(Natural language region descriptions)

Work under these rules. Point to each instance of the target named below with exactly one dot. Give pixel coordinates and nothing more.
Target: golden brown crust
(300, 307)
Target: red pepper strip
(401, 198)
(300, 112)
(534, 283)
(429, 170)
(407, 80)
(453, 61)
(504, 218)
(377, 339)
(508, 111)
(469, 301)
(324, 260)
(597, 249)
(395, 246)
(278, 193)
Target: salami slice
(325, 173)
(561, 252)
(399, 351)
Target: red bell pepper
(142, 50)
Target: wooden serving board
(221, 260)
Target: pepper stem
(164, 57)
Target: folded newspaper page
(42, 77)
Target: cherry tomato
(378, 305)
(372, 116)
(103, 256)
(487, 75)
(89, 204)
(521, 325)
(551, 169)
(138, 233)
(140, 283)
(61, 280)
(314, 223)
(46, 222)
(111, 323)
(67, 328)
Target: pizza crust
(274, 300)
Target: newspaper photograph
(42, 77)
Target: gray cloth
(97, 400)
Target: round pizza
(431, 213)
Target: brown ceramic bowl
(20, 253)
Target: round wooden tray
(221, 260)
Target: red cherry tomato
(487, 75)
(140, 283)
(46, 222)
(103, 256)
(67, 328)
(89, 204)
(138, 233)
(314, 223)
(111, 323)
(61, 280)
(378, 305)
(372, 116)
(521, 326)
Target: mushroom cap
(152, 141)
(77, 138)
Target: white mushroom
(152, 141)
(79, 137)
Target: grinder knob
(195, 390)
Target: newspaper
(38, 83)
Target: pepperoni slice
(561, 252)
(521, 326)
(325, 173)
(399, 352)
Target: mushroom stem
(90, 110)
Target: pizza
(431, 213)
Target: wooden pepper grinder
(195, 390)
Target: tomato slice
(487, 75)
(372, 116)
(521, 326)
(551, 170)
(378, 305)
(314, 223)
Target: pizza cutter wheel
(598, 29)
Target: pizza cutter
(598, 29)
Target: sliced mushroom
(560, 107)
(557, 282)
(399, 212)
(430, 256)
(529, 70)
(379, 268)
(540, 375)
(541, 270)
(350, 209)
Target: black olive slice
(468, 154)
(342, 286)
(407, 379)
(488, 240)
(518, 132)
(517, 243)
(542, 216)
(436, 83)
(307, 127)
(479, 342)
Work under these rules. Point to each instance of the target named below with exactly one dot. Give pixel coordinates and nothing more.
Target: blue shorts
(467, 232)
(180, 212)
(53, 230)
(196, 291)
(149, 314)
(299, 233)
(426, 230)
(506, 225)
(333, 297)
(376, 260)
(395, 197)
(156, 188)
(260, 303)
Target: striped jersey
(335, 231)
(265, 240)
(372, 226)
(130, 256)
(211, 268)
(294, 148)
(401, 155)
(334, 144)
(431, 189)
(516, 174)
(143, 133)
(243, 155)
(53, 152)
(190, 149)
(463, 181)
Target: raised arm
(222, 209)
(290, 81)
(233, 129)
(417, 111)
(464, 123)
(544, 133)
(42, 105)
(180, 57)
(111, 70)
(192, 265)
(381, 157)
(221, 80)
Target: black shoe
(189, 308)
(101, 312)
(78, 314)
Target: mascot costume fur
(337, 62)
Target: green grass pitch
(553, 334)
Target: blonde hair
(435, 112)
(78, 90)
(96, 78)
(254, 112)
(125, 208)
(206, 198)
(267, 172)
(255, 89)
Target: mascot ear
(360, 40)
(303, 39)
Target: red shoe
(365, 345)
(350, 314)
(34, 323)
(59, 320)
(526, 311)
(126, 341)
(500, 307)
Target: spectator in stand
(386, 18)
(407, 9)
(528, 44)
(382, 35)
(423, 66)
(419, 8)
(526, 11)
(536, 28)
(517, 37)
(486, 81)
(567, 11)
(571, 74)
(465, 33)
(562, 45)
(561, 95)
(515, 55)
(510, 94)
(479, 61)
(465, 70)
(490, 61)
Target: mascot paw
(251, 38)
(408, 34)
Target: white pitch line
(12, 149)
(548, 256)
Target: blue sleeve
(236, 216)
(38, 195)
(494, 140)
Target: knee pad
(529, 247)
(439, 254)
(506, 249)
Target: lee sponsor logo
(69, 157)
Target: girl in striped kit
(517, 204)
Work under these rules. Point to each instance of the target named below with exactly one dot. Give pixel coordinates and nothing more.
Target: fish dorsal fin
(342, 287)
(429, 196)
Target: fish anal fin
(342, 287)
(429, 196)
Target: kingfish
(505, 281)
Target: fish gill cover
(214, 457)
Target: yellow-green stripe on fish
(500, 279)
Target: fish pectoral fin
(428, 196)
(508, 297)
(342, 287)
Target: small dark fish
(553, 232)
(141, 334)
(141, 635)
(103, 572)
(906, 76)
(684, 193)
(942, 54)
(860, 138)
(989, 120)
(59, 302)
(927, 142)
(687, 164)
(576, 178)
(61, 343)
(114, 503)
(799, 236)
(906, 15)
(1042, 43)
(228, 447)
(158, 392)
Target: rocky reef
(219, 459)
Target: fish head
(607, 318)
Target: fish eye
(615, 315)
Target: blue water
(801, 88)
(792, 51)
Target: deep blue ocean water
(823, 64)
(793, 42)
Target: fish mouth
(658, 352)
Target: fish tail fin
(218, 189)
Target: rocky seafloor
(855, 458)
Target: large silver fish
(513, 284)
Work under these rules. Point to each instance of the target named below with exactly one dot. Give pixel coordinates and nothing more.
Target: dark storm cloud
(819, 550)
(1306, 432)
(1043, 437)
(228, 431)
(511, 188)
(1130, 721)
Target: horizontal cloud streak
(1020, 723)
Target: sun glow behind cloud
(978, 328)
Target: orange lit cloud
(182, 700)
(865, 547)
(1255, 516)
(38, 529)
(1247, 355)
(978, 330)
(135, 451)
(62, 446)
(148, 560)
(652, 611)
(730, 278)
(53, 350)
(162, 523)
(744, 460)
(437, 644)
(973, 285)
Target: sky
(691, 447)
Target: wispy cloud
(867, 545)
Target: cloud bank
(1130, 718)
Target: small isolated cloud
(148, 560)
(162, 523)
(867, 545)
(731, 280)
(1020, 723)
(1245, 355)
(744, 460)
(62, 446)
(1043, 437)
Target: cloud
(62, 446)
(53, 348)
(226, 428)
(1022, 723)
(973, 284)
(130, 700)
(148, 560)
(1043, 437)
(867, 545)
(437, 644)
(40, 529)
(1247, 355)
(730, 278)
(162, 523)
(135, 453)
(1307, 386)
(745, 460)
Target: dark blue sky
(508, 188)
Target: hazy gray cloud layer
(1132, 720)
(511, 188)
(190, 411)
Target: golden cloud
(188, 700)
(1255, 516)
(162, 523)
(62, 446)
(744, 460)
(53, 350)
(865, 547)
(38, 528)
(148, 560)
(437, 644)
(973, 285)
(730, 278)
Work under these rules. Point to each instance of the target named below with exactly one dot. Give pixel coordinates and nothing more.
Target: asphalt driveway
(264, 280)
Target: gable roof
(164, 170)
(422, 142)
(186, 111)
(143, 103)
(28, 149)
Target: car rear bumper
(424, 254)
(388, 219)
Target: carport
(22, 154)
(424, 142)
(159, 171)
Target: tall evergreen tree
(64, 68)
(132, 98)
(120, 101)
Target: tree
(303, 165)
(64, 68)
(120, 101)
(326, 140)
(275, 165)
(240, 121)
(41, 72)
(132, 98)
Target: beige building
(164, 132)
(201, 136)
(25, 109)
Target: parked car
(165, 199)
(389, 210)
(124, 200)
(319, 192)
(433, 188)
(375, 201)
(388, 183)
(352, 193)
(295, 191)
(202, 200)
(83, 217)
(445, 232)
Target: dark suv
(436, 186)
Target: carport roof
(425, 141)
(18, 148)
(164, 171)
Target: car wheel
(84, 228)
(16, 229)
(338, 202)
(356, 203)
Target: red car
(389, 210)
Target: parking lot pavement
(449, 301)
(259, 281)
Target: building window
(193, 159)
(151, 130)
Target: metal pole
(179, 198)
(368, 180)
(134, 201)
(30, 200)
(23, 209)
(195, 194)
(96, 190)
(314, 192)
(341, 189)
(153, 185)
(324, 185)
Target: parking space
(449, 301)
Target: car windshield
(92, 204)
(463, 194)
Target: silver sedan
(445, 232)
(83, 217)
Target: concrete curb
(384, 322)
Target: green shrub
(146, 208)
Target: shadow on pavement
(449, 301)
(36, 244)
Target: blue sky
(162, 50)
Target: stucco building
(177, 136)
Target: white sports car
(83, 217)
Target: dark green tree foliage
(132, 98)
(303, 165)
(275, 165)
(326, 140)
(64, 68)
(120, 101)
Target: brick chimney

WORK TASK
After finding the line that contains "Target: blue sky" in the records above, copy that line and each one after it exactly, through the final line.

RESULT OF THIS TASK
Target: blue sky
(162, 50)
Target: stucco building
(177, 136)
Target: white sports car
(83, 217)
Target: dark green tree foliage
(132, 98)
(303, 165)
(275, 165)
(326, 140)
(64, 68)
(120, 101)
Target: brick chimney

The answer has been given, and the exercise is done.